FRAGMENTO DEL DOCUMENTO =>
El posible que el campo en el que Aznar estuviera más decidido a introducir cambios en su segunda etapa al frente del Gobierno fuera en política exterior. Algo de ello dejó entrever en su discurso de investidura en 2000 al referirse a su deseo de buscar un mayor papel internacional para España. Pero en aquel momento no habló de un cambio radical sino de "asumir responsabilidades crecientes tanto en el marco de la OTAN como en la política europea de Seguridad y Defensa". Una pista la dio su rapidez en suprimir la mili, nada más empezar la segunda legislatura. Para poder ampliar la presencia española en el exterior, lo primero era sin duda eliminar el servicio militar obligatorio, pero Aznar imprimió tal velocidad al proceso que ignoró incluso los informes sobre la dificultad de conseguir suficiente tropa profesional.

El giro brutal, la decisión de cambiar el eje estratégico de la política exterior española, se produjo a raíz de los atentados del 11 de septiembre y de su convencimiento de que EE UU iba a lanzar inmediatamente una guerra contra Irak que le permitiría controlar Oriente Medio. Aznar siempre ha creído que España había perdido buenas oportunidades de obtener réditos estratégicos por no participar en ninguna de las grandes guerras internacionales. La de Irak era, en su opinión, la "buena" guerra que relanzaría a España en el plano internacional.

Y de repente, como una decisión casi exclusivamente personal y sin suscitar el menor debate con la oposición, tomó lo que está convencido que ha sido una de las decisiones más importantes de su vida política y la que dejará más huella: trasladó el eje de la política exterior española de Europa a Estados Unidos. A partir de ese momento, ya no sería la UE "nuestra primera opción", como había ocurrido hasta entonces, sino Washington. En función de esa nueva realidad habría que reinterpretar toda la política exterior. En la primera legislatura, Aznar quizá hubiera encontrado reticencias en Abel Matutes, un ministro de Exteriores muy partidario de la opción europeísta, pero en la segunda etapa Aznar ya disponía de Josep Piqué (y más tarde de Ana Palacio), mucho más dispuestos a instrumentalizar la nueva línea política.

EXTRACTO DE DATOS =>
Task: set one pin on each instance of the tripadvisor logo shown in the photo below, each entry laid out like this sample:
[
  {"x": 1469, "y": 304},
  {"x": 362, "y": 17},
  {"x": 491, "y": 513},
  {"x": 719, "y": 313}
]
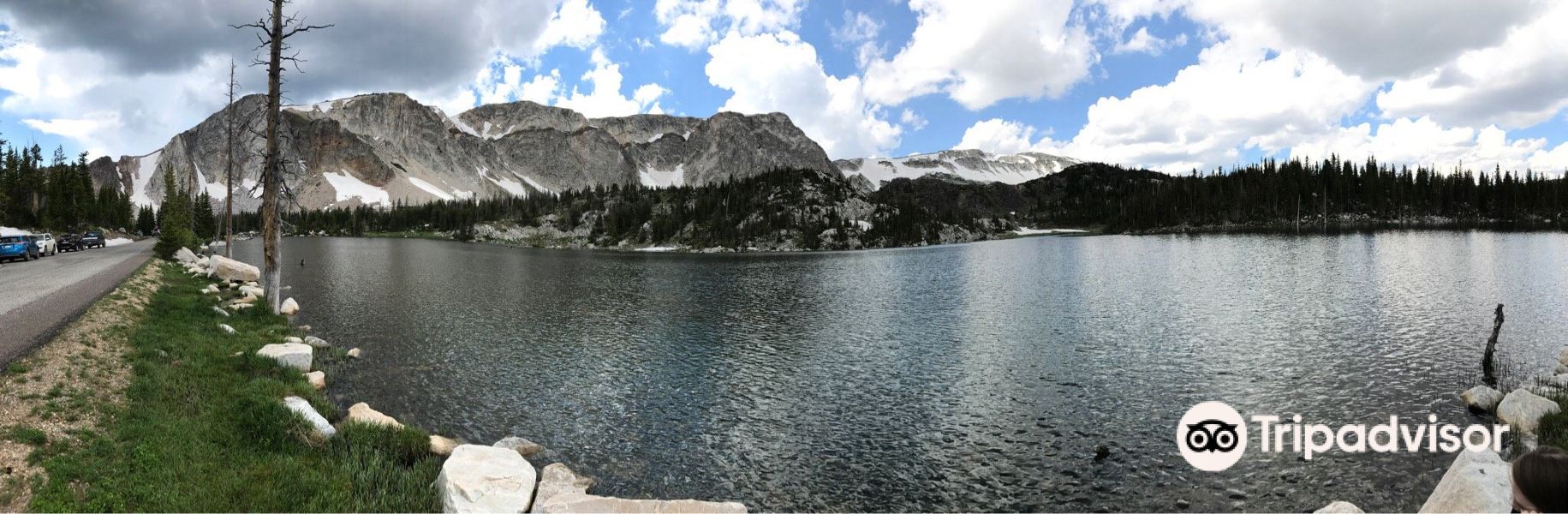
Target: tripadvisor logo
[{"x": 1213, "y": 436}]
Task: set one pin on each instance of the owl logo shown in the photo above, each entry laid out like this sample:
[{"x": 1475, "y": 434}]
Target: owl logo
[{"x": 1211, "y": 436}]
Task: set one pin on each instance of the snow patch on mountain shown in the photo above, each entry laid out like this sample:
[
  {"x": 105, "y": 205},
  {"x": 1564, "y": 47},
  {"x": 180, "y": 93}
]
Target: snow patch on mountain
[{"x": 971, "y": 164}]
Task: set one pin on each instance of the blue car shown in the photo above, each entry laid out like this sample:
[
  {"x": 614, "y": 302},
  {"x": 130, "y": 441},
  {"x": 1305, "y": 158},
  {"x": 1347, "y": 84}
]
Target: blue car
[{"x": 18, "y": 247}]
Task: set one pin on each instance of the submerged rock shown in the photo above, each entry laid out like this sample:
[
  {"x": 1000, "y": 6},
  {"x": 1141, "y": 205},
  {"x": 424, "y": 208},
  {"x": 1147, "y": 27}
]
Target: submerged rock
[
  {"x": 1339, "y": 508},
  {"x": 1481, "y": 398},
  {"x": 319, "y": 425},
  {"x": 1477, "y": 481},
  {"x": 290, "y": 355},
  {"x": 361, "y": 413},
  {"x": 558, "y": 480},
  {"x": 1524, "y": 409},
  {"x": 521, "y": 445},
  {"x": 443, "y": 445},
  {"x": 485, "y": 480}
]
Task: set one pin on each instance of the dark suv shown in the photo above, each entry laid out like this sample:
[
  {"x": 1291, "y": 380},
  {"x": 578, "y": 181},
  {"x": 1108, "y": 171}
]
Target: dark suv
[
  {"x": 68, "y": 243},
  {"x": 92, "y": 240}
]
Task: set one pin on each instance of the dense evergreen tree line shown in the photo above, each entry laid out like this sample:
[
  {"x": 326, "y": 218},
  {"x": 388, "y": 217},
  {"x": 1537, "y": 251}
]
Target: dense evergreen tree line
[
  {"x": 56, "y": 196},
  {"x": 809, "y": 206}
]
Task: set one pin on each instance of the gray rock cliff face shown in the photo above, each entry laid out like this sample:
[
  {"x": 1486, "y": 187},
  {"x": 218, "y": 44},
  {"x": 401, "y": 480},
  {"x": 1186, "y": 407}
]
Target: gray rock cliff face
[{"x": 379, "y": 149}]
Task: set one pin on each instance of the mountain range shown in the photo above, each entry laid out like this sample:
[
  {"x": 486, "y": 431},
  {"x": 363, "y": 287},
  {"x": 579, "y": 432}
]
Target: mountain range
[{"x": 380, "y": 149}]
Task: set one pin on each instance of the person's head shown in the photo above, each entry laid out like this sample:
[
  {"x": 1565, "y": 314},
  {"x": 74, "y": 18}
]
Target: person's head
[{"x": 1540, "y": 481}]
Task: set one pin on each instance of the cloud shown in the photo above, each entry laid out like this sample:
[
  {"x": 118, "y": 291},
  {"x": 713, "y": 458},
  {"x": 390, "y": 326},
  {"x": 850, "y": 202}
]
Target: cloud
[
  {"x": 982, "y": 52},
  {"x": 999, "y": 137},
  {"x": 1517, "y": 83},
  {"x": 694, "y": 24},
  {"x": 1145, "y": 43},
  {"x": 1426, "y": 143},
  {"x": 122, "y": 75},
  {"x": 779, "y": 73},
  {"x": 575, "y": 24},
  {"x": 1233, "y": 99}
]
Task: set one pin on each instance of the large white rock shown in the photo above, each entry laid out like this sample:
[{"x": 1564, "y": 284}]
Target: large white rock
[
  {"x": 1524, "y": 409},
  {"x": 1477, "y": 481},
  {"x": 1481, "y": 398},
  {"x": 557, "y": 480},
  {"x": 361, "y": 413},
  {"x": 290, "y": 355},
  {"x": 1339, "y": 508},
  {"x": 232, "y": 270},
  {"x": 319, "y": 423},
  {"x": 593, "y": 504},
  {"x": 485, "y": 480}
]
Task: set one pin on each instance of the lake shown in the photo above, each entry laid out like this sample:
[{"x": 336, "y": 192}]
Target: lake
[{"x": 952, "y": 378}]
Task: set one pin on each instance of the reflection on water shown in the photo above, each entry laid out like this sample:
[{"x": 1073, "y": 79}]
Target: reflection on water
[{"x": 957, "y": 378}]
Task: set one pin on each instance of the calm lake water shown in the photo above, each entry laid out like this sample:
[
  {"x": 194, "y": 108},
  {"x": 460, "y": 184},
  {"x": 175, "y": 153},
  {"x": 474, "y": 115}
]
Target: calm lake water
[{"x": 954, "y": 378}]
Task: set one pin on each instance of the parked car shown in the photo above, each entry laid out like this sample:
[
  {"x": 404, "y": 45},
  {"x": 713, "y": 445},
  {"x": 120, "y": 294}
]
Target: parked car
[
  {"x": 46, "y": 245},
  {"x": 18, "y": 248},
  {"x": 92, "y": 240},
  {"x": 69, "y": 243}
]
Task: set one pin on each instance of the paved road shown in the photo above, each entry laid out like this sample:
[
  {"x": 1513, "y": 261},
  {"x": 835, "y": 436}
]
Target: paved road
[{"x": 41, "y": 296}]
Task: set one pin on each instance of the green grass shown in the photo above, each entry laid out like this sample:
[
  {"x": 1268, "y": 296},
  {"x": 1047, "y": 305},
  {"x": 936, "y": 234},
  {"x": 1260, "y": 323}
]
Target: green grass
[{"x": 204, "y": 430}]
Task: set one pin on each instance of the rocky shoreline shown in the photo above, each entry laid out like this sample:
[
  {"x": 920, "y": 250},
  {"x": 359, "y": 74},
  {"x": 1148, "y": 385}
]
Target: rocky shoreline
[
  {"x": 1482, "y": 481},
  {"x": 474, "y": 478}
]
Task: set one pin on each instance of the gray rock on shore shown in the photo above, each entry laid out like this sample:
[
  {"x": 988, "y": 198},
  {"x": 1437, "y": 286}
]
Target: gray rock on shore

TUS TAREAS =>
(1) Según el fragmento sobre la política exterior de Aznar, ¿qué ministro de Exteriores era muy partidario de la opción europeísta durante la primera legislatura?
(2) Extrae, por favor, cada línea de las entradas en la que aparezca la palabra "lake".
El fragmento sobre la política exterior de Aznar y las entradas proceden de fuentes distintas.

RESPUESTAS =>
(1) Abel Matutes.

(2)
Task: set one pin on each instance of the lake shown in the photo above, each entry laid out like this sample:
Target: lake
Task: set one pin on each instance of the calm lake water shown in the photo above, each entry laid out like this sample:
Target: calm lake water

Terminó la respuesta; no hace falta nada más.